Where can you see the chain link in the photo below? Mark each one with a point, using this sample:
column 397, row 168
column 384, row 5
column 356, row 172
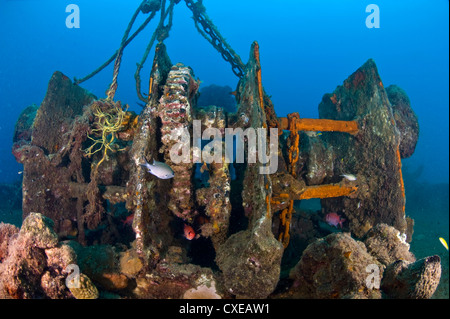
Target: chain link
column 212, row 35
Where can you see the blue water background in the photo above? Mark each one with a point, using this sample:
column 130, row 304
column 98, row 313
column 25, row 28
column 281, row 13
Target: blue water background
column 307, row 48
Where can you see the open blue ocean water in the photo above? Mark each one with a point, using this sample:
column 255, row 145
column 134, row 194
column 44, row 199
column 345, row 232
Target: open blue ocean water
column 307, row 48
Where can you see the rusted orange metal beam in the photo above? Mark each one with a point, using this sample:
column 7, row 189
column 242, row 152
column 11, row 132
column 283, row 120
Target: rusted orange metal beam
column 323, row 125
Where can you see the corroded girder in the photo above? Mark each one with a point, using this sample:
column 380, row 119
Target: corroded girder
column 323, row 125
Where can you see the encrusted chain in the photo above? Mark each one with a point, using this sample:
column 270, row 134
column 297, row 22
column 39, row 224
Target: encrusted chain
column 210, row 33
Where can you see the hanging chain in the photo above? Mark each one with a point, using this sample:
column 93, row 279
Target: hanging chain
column 212, row 35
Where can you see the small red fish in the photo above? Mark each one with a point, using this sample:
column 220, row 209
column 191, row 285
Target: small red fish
column 334, row 219
column 128, row 220
column 189, row 232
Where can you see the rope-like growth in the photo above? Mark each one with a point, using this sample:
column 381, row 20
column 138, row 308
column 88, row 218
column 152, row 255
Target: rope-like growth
column 109, row 119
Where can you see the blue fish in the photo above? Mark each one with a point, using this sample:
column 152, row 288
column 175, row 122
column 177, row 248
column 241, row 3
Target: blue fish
column 159, row 169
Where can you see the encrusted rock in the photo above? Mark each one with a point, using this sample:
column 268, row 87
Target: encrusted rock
column 387, row 245
column 405, row 119
column 202, row 292
column 250, row 262
column 84, row 289
column 412, row 280
column 40, row 229
column 130, row 264
column 335, row 266
column 6, row 231
column 371, row 154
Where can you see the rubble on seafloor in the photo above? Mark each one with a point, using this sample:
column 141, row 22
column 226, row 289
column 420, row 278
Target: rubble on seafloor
column 90, row 210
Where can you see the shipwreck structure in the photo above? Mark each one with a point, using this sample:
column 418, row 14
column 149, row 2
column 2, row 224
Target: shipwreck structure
column 86, row 194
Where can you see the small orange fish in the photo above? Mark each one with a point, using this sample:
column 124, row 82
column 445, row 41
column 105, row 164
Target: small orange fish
column 189, row 232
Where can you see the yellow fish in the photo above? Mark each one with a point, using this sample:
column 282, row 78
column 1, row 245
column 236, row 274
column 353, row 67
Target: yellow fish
column 443, row 242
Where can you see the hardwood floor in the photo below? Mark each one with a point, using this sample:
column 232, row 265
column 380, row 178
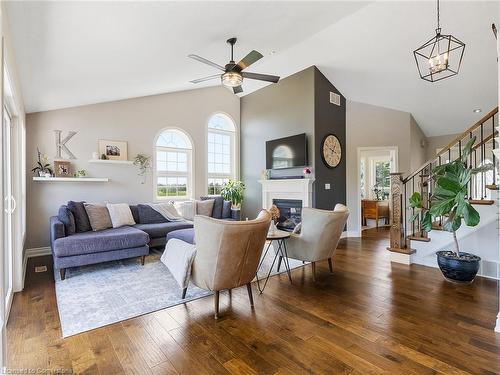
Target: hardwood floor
column 368, row 317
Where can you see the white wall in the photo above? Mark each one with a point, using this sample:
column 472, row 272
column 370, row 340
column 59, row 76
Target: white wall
column 136, row 121
column 15, row 103
column 477, row 240
column 372, row 126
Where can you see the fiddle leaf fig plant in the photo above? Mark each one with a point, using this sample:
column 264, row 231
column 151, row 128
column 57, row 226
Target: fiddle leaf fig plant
column 233, row 191
column 449, row 200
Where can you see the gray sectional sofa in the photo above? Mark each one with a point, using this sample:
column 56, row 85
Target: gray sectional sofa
column 74, row 243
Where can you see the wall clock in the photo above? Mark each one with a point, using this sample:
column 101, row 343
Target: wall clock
column 331, row 151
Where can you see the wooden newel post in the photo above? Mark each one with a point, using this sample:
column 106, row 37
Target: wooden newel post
column 397, row 235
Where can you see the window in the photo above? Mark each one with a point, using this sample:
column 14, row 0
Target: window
column 173, row 165
column 221, row 152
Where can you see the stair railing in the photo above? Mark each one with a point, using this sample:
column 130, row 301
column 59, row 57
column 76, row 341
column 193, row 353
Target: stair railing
column 402, row 188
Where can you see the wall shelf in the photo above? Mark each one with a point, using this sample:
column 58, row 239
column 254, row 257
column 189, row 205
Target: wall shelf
column 71, row 179
column 101, row 161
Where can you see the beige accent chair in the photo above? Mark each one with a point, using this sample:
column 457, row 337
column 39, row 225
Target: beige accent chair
column 319, row 236
column 228, row 253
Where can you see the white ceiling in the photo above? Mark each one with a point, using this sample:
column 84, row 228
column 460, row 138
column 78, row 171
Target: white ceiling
column 74, row 53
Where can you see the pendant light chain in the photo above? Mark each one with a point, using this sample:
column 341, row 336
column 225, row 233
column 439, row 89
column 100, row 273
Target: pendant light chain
column 441, row 56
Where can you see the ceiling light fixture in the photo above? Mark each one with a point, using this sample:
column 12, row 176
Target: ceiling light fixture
column 232, row 79
column 439, row 57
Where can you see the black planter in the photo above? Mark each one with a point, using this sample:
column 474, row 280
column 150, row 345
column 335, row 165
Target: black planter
column 461, row 269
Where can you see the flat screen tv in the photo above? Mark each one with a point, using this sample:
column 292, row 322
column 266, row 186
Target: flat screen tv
column 288, row 152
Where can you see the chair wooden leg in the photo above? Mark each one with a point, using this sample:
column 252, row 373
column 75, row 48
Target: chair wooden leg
column 216, row 305
column 250, row 296
column 330, row 265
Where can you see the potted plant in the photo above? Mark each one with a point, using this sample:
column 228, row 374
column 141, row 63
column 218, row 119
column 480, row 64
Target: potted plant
column 143, row 162
column 450, row 203
column 42, row 167
column 233, row 191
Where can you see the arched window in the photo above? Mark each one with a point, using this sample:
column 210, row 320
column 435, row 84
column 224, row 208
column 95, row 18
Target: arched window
column 173, row 167
column 221, row 152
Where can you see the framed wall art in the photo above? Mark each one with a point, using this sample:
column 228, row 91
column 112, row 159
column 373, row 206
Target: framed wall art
column 113, row 150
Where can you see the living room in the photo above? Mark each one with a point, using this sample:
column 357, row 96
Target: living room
column 192, row 192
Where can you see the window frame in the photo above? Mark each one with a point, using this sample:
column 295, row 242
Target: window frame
column 234, row 150
column 189, row 174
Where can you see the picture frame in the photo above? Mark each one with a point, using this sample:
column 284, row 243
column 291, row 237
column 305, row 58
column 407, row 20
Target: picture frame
column 62, row 168
column 113, row 150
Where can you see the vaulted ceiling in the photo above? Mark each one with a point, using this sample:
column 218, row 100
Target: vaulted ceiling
column 74, row 53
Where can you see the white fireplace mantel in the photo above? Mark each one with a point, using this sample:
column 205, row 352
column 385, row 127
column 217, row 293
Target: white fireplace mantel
column 300, row 188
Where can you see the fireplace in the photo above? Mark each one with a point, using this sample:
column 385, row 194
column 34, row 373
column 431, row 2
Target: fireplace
column 290, row 213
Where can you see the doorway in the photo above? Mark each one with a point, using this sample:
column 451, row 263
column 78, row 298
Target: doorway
column 374, row 167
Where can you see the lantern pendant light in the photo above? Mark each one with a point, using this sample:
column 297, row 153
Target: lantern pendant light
column 439, row 57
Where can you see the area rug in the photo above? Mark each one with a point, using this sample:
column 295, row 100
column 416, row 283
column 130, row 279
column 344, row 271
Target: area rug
column 97, row 295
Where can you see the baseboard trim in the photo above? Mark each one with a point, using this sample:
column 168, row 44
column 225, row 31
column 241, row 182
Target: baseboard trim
column 33, row 253
column 350, row 233
column 38, row 252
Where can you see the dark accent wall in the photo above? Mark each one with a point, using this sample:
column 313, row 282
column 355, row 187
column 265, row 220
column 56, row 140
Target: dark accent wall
column 275, row 111
column 297, row 104
column 328, row 119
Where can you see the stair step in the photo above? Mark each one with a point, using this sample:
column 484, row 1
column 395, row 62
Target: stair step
column 419, row 238
column 484, row 202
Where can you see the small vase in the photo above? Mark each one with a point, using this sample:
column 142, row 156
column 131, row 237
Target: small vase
column 272, row 228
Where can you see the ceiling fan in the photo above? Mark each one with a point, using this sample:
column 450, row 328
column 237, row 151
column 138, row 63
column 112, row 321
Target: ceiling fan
column 233, row 73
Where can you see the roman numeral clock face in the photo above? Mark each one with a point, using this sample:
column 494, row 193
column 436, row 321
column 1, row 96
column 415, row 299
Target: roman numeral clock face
column 331, row 151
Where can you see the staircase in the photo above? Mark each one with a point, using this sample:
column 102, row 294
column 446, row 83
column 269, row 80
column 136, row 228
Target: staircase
column 483, row 189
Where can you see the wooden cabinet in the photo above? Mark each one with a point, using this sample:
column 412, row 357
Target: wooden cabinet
column 374, row 209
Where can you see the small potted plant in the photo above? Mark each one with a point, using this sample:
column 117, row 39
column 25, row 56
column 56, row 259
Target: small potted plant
column 450, row 203
column 144, row 163
column 275, row 216
column 42, row 167
column 307, row 172
column 233, row 191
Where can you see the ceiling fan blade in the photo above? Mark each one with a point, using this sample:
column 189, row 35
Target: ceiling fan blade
column 249, row 59
column 208, row 62
column 205, row 78
column 261, row 77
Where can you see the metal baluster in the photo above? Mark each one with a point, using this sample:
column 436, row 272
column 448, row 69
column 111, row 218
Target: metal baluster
column 470, row 161
column 413, row 210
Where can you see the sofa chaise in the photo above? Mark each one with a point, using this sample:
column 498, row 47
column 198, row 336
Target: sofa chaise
column 74, row 248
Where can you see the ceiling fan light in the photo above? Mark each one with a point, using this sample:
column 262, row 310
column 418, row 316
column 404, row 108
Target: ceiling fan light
column 232, row 79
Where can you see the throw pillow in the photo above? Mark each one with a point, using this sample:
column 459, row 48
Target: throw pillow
column 188, row 210
column 82, row 223
column 98, row 216
column 135, row 213
column 178, row 257
column 120, row 214
column 147, row 215
column 204, row 208
column 218, row 205
column 67, row 218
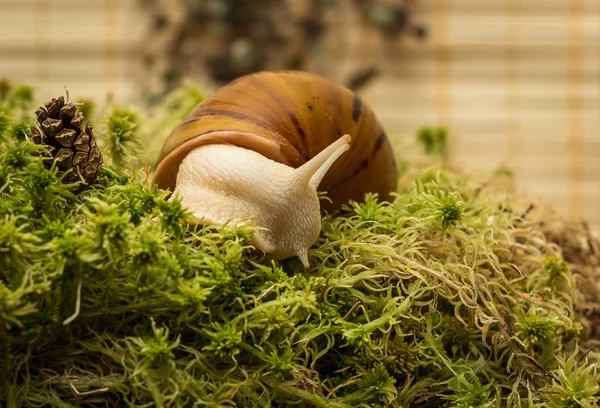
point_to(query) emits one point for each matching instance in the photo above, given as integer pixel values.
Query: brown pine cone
(72, 146)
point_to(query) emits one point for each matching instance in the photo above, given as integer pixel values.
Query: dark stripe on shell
(356, 108)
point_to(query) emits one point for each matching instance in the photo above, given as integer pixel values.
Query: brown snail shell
(289, 117)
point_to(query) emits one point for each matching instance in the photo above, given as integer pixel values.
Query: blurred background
(515, 82)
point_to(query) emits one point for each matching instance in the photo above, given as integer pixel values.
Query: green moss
(449, 295)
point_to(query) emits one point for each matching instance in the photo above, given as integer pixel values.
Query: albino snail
(257, 150)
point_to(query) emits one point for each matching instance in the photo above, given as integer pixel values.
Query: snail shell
(282, 120)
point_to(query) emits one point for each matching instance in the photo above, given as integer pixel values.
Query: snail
(258, 149)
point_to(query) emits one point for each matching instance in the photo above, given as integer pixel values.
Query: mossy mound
(457, 293)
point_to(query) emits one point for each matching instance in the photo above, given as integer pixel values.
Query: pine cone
(70, 144)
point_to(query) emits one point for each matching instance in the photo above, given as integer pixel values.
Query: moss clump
(450, 295)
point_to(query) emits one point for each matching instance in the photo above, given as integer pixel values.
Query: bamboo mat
(516, 81)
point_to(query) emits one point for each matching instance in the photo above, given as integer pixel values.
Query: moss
(456, 293)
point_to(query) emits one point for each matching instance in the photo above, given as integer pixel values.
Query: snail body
(257, 150)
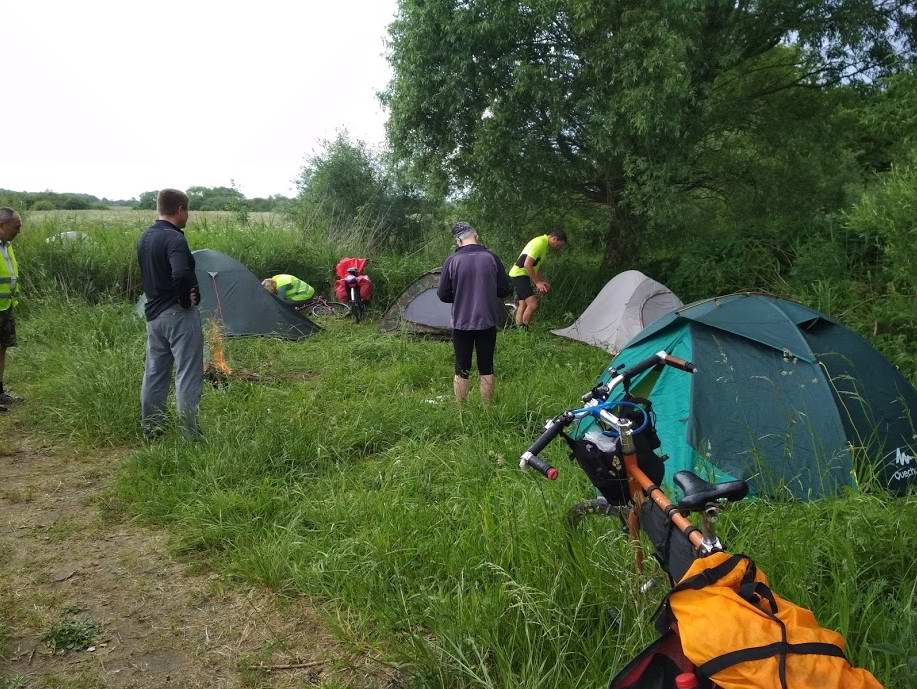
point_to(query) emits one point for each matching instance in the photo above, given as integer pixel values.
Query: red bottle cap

══════════

▸ PROBLEM:
Copy out the data above word for word, from the line containing "Where can you see the hardwood" through the line containing "column 372, row 126", with both of those lines included. Leave the pictures out.

▸ EXERCISE RESULT:
Where can you see the hardwood floor in the photo below? Mark each one with a point, using this sample:
column 232, row 265
column 380, row 178
Target: hardwood floor
column 368, row 317
Where can you see the white wall in the photo above? Mark each one with a point, using this sample:
column 472, row 272
column 370, row 340
column 59, row 76
Target: white wall
column 136, row 121
column 15, row 103
column 477, row 240
column 372, row 126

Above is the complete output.